# Alternative to the R8?



## tehdarkstar (Jul 24, 2006)

Same price range as the R8, but just soooooooooooooooo sexy...

http://www.wiesmann-auto-sport.de/egtstart.html

RHD to be available soon...


----------



## kmpowell (May 6, 2002)

It just ooozes class and style. Nobody is going to call you a wanker when you are driving one of those about!

The best bit is they have dropped the current V8 and replaced it with the 507bhp V10 from the current M5 ( a 148bhp power hike!). Apparantly BMW wouldn't give them the V10 in the first place, but then Wiesmann said they would then have to bolt a supercharger on the M3 engine instead if they didn't...

0-60 in the low fours...

[smiley=sweetheart.gif]


----------



## BAMTT (Feb 22, 2004)

kmpowell said:


> It just ooozes class and style. Nobody is going to call you a wanker when you are driving one of those about!
> 
> The best bit is they have dropped the current V8 and replaced it with the 507bhp V10 from the current M5 ( a 148bhp power hike!). Apparantly BMW wouldn't give them the V10 in the first place, but then Wiesmann said they would then have to bolt a supercharger on the M3 engine instead if they didn't...
> 
> ...


And prolly weighs as much as yer Nan


----------



## YELLOW_TT (Feb 25, 2004)

very nice Jampot are you tempted


----------



## jampott (Sep 6, 2003)

[Given task] List every username that heads a post in the R8 alternative thread, in the order the posts appear.

[Raw records]
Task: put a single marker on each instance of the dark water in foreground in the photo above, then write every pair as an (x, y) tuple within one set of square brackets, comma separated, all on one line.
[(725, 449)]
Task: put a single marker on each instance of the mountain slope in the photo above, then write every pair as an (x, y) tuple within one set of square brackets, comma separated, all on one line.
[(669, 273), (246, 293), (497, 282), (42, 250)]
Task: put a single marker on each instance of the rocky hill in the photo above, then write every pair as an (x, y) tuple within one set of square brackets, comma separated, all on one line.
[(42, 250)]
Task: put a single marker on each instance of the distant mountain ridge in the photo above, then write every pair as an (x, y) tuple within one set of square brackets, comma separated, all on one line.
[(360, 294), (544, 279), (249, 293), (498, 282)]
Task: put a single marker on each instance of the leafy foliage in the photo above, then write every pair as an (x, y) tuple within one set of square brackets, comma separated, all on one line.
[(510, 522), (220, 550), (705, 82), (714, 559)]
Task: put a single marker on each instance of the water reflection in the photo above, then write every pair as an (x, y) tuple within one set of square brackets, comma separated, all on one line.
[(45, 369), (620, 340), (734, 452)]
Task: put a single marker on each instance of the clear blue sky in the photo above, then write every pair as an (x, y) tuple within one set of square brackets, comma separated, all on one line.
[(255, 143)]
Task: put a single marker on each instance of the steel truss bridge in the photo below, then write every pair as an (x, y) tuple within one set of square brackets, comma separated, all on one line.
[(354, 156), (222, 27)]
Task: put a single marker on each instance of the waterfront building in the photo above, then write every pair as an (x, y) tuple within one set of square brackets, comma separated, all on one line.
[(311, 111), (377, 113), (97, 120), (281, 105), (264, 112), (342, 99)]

[Result] tehdarkstar, kmpowell, BAMTT, YELLOW_TT, jampott